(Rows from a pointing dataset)
● ● ●
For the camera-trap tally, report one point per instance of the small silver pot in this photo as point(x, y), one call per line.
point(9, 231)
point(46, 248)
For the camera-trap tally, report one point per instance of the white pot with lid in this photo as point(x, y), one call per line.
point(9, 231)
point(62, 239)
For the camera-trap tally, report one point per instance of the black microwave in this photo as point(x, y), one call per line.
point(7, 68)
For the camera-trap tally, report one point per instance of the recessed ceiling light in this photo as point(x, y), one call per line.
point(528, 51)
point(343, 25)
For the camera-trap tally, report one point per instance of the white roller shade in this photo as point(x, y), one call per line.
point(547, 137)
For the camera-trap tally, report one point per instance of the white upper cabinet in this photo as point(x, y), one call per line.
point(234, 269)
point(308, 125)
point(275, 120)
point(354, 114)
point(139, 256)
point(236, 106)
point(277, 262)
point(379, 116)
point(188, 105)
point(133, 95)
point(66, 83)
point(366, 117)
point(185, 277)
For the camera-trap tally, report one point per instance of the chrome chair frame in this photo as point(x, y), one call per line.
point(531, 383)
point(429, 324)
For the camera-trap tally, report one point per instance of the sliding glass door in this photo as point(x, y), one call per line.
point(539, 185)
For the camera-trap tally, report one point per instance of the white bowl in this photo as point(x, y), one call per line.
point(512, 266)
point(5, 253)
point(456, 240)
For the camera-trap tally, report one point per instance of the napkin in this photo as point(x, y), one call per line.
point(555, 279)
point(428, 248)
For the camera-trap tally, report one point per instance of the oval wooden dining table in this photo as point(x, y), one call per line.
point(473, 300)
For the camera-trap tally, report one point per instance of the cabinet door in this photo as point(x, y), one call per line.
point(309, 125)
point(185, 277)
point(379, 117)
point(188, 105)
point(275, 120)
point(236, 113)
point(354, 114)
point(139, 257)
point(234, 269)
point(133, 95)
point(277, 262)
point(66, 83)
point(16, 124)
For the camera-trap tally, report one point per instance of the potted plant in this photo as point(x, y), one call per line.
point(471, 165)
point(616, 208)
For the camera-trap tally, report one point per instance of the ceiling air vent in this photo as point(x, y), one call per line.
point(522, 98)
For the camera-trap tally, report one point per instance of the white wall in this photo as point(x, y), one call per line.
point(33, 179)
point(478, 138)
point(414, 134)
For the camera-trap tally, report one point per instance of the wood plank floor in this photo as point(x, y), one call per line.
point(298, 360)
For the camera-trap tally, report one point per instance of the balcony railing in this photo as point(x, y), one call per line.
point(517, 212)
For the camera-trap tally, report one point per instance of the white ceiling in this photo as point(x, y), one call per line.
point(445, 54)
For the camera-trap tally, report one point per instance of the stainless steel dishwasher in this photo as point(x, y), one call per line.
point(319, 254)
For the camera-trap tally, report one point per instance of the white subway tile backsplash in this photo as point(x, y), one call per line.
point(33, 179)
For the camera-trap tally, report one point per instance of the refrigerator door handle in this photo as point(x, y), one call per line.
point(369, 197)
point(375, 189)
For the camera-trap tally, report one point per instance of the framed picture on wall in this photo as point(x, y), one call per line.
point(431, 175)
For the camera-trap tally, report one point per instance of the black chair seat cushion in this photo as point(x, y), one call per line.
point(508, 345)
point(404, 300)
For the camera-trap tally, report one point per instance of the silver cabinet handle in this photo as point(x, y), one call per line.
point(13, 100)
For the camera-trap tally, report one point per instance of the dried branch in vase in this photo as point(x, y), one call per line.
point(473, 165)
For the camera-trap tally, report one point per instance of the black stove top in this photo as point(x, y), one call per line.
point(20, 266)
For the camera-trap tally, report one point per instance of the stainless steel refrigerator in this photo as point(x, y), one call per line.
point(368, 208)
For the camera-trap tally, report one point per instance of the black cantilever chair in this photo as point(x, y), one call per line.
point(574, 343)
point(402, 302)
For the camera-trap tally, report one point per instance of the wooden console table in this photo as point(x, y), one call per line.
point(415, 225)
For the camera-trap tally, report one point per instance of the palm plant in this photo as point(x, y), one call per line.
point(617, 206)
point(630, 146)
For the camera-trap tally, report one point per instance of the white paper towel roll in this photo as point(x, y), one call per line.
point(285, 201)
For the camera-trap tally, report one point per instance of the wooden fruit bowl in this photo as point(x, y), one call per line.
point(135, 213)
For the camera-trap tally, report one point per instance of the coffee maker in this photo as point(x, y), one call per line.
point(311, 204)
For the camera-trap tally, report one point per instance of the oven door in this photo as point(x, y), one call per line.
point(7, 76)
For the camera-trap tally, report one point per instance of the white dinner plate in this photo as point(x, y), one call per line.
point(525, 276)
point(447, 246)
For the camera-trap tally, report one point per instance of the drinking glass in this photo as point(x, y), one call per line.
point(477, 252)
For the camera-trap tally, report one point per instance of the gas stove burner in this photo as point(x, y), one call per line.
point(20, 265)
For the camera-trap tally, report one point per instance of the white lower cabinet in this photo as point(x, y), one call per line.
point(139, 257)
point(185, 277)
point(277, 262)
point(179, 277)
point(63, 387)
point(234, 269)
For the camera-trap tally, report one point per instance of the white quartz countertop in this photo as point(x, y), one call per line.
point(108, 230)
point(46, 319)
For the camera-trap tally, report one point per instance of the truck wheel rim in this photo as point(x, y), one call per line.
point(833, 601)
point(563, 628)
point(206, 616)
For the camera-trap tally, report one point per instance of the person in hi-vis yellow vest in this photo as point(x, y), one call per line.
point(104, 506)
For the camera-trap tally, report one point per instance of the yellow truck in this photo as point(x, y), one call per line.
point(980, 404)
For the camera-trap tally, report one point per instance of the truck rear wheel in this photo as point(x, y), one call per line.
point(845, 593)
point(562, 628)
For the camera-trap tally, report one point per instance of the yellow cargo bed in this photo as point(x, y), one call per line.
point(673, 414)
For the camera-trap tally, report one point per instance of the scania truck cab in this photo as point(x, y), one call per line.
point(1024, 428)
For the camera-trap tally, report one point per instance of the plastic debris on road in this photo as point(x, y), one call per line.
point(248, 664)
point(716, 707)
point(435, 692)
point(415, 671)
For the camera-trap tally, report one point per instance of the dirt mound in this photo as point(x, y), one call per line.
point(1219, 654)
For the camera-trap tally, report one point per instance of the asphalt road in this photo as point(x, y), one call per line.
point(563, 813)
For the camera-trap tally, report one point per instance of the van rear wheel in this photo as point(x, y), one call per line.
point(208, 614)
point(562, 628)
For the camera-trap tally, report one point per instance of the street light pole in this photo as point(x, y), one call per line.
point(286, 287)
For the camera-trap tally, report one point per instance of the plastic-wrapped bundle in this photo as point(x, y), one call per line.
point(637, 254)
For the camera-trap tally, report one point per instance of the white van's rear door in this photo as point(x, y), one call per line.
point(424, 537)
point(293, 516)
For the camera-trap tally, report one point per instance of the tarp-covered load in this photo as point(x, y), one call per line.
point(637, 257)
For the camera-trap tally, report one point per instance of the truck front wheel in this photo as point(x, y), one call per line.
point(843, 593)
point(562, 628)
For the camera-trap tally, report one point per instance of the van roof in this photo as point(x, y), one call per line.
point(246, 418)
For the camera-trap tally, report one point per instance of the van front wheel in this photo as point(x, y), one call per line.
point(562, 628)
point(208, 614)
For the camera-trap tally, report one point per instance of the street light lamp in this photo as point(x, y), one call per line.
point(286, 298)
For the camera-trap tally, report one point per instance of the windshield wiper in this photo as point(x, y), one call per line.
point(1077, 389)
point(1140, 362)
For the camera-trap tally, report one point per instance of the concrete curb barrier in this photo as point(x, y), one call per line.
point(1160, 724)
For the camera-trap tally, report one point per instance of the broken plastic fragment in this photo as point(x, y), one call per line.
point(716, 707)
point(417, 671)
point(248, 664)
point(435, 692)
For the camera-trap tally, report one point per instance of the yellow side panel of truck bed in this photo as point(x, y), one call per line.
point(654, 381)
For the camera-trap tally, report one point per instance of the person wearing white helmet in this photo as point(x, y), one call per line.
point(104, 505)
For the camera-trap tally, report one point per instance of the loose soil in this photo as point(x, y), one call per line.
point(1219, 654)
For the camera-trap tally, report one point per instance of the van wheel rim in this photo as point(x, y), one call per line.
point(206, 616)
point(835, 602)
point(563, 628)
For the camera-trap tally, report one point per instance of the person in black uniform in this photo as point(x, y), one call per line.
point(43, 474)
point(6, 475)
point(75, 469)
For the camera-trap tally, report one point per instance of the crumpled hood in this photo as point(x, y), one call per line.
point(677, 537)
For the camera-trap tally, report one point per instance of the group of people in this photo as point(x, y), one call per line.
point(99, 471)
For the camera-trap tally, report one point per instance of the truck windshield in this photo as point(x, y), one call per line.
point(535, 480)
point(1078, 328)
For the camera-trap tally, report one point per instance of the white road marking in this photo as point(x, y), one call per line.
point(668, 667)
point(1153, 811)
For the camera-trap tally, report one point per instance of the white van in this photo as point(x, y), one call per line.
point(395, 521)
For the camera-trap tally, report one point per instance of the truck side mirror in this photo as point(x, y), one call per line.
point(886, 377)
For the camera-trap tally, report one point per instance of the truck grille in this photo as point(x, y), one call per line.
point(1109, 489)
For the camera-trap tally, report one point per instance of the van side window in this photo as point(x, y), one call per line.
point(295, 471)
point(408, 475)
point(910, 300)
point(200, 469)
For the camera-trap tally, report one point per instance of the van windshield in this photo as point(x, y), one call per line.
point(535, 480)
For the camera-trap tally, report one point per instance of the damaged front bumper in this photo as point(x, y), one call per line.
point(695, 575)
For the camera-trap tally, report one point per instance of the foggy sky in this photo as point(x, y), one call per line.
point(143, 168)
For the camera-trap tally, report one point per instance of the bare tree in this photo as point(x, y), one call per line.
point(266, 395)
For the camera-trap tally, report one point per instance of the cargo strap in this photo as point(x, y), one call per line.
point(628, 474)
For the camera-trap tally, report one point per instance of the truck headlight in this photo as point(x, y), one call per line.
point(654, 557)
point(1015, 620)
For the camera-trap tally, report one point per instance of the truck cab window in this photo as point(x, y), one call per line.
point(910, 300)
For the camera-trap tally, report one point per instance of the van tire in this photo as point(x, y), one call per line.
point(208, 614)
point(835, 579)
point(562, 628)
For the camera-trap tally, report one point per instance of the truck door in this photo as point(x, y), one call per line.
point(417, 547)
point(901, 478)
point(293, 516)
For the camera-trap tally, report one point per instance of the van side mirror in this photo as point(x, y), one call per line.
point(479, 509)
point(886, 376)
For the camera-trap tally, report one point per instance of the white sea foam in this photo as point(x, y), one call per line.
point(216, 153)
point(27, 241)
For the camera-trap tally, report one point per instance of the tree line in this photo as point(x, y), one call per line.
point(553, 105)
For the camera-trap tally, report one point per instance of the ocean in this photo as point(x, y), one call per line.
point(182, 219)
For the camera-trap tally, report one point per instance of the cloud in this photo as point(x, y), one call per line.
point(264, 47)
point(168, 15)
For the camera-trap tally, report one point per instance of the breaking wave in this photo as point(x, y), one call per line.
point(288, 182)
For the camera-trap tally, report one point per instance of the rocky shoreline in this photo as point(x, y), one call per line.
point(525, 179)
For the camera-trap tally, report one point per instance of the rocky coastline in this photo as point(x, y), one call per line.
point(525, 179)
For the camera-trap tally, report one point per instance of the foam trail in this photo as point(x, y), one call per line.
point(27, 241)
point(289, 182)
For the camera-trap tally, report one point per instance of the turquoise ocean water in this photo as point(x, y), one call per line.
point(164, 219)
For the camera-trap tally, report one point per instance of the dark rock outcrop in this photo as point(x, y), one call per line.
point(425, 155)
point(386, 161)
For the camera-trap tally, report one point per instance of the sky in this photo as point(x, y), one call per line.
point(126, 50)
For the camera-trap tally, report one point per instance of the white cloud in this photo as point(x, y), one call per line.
● ● ●
EXERCISE REQUIREMENTS.
Copy the items from the line with "of the ocean" to the line with "point(288, 182)", substituting "rolling wave" for "breaking wave" and leaving everything else unchanged. Return only those lines.

TASK ANSWER.
For the camera-trap tally, report one point per instance of the ocean in this photo as point(x, y), one call per line.
point(182, 219)
For the camera-trap tally, report one point per instance of the cloud in this photo as point(x, y), one call per line.
point(264, 47)
point(168, 15)
For the camera-trap tally, report one point per instance of the rolling wave in this photo as point(x, y), one call per line.
point(288, 182)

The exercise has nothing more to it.